About this exercise
The expected result is the segment of the entries that begins with the line containing "Target: car side window" and ends with the last line, copied verbatim.

Available data

++++++

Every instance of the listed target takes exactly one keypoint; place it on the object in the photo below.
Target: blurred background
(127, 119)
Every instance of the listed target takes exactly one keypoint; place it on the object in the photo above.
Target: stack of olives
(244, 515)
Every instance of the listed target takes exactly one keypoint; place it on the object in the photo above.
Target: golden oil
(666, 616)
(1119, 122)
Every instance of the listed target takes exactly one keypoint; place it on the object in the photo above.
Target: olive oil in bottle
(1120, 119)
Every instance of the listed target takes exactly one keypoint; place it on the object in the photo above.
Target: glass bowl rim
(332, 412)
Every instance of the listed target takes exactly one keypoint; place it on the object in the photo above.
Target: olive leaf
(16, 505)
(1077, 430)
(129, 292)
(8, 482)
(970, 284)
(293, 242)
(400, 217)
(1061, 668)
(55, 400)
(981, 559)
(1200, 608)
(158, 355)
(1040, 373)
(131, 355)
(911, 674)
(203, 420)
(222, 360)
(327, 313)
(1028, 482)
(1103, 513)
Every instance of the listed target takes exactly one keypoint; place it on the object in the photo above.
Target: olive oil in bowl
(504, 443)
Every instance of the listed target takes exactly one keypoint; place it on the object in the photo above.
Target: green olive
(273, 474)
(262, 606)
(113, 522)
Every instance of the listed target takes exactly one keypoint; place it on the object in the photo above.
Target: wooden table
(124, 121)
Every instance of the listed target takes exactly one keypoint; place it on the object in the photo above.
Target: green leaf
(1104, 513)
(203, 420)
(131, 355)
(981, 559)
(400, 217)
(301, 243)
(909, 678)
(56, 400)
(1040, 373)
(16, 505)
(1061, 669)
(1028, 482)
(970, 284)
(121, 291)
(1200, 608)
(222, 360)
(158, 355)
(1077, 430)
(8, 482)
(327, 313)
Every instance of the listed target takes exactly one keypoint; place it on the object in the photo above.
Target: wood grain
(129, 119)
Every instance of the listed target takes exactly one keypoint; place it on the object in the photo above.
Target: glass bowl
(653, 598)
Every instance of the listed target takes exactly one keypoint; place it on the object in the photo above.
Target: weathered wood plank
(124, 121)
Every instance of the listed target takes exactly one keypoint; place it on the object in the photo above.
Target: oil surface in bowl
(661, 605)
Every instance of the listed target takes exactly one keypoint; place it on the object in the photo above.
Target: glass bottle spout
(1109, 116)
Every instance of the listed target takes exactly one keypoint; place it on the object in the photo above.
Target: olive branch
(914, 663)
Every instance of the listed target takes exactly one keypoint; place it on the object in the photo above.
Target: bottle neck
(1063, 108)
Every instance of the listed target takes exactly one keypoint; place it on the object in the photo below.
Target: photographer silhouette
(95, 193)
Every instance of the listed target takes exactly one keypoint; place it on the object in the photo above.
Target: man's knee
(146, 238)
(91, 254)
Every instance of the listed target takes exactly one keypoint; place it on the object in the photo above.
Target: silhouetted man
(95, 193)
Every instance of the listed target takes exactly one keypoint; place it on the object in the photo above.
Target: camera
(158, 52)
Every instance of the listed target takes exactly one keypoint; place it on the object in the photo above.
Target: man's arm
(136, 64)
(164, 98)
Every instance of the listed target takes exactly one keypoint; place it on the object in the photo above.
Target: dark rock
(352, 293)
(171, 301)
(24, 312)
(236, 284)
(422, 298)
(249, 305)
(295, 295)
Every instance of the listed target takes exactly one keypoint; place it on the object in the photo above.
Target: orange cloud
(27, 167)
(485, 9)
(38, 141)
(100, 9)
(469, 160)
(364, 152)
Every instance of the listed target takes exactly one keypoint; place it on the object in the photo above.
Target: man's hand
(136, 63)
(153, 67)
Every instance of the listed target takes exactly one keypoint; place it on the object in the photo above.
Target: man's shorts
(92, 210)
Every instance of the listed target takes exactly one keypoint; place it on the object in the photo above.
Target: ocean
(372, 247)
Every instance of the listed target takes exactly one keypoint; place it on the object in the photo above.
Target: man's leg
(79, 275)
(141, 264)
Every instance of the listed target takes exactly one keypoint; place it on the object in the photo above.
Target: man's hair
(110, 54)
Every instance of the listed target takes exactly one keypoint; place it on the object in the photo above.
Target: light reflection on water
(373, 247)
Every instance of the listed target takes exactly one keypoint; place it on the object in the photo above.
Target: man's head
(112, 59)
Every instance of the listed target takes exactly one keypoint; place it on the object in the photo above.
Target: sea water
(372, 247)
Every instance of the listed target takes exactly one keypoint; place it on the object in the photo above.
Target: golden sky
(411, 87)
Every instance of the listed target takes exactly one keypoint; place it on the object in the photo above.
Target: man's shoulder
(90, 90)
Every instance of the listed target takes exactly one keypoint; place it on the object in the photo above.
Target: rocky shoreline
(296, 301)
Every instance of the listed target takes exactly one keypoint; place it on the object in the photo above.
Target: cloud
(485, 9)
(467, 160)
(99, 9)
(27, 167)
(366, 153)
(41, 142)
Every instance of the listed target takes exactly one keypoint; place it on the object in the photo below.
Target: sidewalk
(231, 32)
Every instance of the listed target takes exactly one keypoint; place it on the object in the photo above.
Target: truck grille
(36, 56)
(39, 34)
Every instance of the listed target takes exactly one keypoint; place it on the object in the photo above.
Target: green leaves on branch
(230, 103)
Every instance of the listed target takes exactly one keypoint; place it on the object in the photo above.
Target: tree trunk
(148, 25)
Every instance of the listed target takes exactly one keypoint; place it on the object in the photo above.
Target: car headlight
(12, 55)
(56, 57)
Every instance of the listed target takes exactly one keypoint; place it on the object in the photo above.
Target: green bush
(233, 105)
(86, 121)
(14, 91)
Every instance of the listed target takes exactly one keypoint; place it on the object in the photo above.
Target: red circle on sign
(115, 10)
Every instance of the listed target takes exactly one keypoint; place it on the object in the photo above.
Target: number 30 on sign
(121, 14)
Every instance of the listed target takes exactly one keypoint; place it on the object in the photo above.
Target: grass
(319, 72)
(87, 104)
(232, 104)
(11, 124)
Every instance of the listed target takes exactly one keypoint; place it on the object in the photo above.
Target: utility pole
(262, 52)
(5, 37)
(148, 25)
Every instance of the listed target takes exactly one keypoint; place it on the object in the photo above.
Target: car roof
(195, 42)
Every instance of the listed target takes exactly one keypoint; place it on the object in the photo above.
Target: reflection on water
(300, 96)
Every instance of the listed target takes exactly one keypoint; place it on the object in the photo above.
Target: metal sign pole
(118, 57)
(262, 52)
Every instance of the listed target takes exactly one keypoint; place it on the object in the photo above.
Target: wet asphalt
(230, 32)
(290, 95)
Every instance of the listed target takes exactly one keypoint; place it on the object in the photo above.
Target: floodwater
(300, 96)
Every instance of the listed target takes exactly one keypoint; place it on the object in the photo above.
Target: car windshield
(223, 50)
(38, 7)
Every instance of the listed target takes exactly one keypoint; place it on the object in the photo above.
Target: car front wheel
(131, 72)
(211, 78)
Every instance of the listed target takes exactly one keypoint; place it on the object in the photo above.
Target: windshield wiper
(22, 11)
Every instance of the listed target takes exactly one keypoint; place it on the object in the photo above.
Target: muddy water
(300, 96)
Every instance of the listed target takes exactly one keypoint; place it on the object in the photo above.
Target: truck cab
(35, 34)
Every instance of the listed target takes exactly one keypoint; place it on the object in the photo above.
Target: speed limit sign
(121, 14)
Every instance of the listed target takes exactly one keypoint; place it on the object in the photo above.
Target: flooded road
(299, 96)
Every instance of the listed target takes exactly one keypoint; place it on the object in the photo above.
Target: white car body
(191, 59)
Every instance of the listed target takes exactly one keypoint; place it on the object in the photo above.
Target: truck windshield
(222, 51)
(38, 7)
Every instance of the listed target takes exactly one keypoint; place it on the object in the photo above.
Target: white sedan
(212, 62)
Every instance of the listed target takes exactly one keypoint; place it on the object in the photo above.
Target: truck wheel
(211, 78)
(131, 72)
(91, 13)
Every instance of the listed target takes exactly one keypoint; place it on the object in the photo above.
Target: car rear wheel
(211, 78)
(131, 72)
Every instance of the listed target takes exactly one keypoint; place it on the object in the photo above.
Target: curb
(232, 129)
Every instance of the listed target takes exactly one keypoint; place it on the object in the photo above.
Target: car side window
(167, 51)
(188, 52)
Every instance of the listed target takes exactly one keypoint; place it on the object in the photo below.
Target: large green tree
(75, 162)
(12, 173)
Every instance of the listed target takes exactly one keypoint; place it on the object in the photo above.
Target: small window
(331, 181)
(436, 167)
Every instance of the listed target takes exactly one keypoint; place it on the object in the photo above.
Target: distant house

++++++

Solution to this exercise
Target: car side window
(167, 51)
(188, 52)
Every instance of the listed target takes exactly one keypoint; place it on the object in the photo below.
Target: large green tree
(75, 162)
(12, 173)
Every instance of the listed target takes exactly one keypoint; place it on the object in the photo above.
Target: small window
(331, 181)
(436, 167)
Every instance of the listed target takes exactly one keypoint; place it on the object in the photo above.
Target: distant house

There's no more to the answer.